_What you have to do_.
Answer these questions from the piece below on fitness and minimalism:
(a) What should a workout be a way to do after a long day?
(b) What is the title of the book by Marie Kondo that the piece quotes?
(c) What does the piece say Kondo is talking about, instead of fitness?

_Page_.
^^^^^^^^

Yes, you read that right. Fitness and minimalism are an unlikely pair, but the two actually complement each other very well. Contrary to the sometimes popular belief that exercise is a necessary evil, your workout of choice should be something you look forward to. It should be a way to get happier or at the very least blow off steam after a long day.

If you allow minimalism to transform your workout, you may find that exercise truly becomes a joyful part of your life. Here's what you need to know to make that happen.

Figure out what type of exercise you love, and do that.

"The best way to choose what to keep and what to throw away is to take each item in one's hand and ask, 'does it spark joy?'" Marie Kondo writes in her New York Times bestselling book The Life-Changing Magic of Tidying Up. "If it does, keep it. if not, dispose of it."

Of course, Kondo is talking about clothes, not fitness. But after your weekly hot yoga class it's worth asking yourself: Did that spark joy? If not, maybe hot yoga isn't really your thing. Or perhaps you're more of a HIIT person. In any case, you're a lot more likely to stick to the workout you love.

^^^^^^^^

_Given material_.
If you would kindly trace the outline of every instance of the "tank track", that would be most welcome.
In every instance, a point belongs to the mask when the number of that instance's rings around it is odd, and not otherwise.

^^^^^^^^

_Exercise response_.
(a) A workout should be a way to get happier, or at the very least to blow off steam.
(b) The Life-Changing Magic of Tidying Up
(c) Clothes